# [PROBLEMS AND TASKS]
1. Could you copy the stretch from "The last moralist." through "a moralistic vision." in the essay on Abel Ferrara, swapping "motion picture industry" for "film business"?
2. Could you carry the essay on Abel Ferrara forward from its last sentence?

# [TEXT EXTRACT]
####################

The last moralist.

AuthorSharrett, Christopher

With the release of his latest picture, "The Funeral," director Abel Ferrara has established himself as something of a rarity within the motion picture industry--a moviemaker with a distinct moral vision. Ferrara has little interest in making movies about other movies or cynically celebrating pop culture. He is among the few American directors who creates characters and situations the viewer actually can care about, and for all his super-hip, acid New York pedigree, Ferrara's work sustains a moral and, to some, a moralistic vision.

Ferrara's films display a profound sense of social collapse, to the extent that he often is subjected to the familiar and tired criticism that he merely is partaking of the depravity he chronicles. Nevertheless, it is hard to miss his deep humanist concerns emerging from the catastrophic landscape he paints.

In "The Funeral," an organized crime family, led by Christopher Walken (who has become for Ferrara what Marcello Mastroianni was for Federico Fellini or Max von Sydow for Ingmar Bergman--a kind of authorial persona), confronts the consequences of its assumptions. The rewards for blind family allegiance is a subject well-mined in films such as "The Godfather," but Ferrara takes audiences to much more fundamental psychological/emotional issues of family bonding than the operatic, Greek-tragic concerns of someone like Francis Ford Coppola.

####################

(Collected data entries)
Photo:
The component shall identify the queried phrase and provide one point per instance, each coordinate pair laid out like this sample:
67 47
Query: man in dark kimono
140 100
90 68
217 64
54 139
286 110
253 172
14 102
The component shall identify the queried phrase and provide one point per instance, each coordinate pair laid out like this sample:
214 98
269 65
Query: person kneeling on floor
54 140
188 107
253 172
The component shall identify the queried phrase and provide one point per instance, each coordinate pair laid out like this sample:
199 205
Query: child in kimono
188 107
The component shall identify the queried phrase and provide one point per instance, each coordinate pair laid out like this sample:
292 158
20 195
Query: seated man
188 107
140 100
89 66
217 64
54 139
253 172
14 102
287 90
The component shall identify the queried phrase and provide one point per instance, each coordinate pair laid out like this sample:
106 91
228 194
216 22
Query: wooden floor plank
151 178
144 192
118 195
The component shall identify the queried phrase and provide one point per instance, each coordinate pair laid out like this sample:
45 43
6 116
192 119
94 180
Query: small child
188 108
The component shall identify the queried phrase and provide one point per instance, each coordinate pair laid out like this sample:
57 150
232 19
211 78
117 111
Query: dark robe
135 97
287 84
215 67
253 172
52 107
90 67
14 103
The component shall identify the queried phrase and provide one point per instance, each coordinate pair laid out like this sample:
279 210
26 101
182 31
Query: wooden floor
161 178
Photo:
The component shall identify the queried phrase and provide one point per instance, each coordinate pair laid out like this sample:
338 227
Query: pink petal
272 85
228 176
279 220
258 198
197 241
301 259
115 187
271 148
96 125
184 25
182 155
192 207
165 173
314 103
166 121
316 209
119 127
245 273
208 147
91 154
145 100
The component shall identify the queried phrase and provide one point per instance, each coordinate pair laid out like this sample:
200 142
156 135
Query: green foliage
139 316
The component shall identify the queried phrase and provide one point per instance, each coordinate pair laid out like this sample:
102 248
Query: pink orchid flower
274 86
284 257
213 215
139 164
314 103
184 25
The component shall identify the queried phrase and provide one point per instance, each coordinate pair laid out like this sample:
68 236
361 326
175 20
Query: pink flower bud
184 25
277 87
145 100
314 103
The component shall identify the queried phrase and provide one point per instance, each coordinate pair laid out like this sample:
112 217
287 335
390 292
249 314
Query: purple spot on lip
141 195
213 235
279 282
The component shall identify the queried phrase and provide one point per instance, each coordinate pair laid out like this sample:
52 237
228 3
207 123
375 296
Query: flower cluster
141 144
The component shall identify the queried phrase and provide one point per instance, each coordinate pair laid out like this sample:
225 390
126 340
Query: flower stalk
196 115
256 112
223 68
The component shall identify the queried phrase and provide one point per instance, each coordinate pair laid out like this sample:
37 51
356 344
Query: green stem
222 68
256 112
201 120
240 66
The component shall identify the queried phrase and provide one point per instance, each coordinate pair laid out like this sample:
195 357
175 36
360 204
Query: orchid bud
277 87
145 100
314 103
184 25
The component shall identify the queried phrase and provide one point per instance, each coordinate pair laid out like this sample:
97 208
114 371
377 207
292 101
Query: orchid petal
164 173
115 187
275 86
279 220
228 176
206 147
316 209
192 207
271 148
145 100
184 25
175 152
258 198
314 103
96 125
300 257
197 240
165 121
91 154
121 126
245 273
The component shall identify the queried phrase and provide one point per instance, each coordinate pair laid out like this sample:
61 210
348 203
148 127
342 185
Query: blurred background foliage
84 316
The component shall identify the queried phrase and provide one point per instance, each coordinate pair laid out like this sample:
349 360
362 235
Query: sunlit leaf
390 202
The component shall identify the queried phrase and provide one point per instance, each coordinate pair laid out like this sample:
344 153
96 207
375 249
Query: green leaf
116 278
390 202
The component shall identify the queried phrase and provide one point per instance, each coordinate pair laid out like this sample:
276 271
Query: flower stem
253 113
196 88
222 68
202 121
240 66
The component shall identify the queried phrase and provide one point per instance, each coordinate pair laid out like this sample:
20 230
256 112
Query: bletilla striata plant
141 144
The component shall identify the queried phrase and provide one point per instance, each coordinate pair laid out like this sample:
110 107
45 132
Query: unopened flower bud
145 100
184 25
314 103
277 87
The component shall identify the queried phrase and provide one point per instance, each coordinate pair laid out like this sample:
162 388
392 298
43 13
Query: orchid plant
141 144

####################

# [TASK RESULTS]
1.
The last moralist.

AuthorSharrett, Christopher

With the release of his latest picture, "The Funeral," director Abel Ferrara has established himself as something of a rarity within the film business--a moviemaker with a distinct moral vision. Ferrara has little interest in making movies about other movies or cynically celebrating pop culture. He is among the few American directors who creates characters and situations the viewer actually can care about, and for all his super-hip, acid New York pedigree, Ferrara's work sustains a moral and, to some, a moralistic vision.

2.
Mobsters Walken and Chris Penn mourn the death of their kid brother (Vincent Gallo), victim of a vendetta murder. The latter's interest in having his family protect trade unionists and the poor divides his brothers and hearkens to Sergio Leone's "Once Upon a Time in America," with the notion that the Mob's falling out of touch with its immigrant origins and its connections with the downtrodden becomes a parable for the failure of the American Dream. In "The Funeral," the same parable pertains, but with an emotional depth and vulnerability rare in larger-scale crime sagas.

The film also defies generic conventions in that there are few dramatic highpoints as it eschews bloody set-pieces and abrupt turnabouts in the action. As in his other works, Ferrara emphasizes life's relentlessly absurd and implacable element. Motivations often are ambiguous (as when Walken changes his mind about chopping off the legs of a rival thought to be the killer of his brother). Still, the movie offers an emotional catharsis that provides little closure, as the Penn character discovers he is unable...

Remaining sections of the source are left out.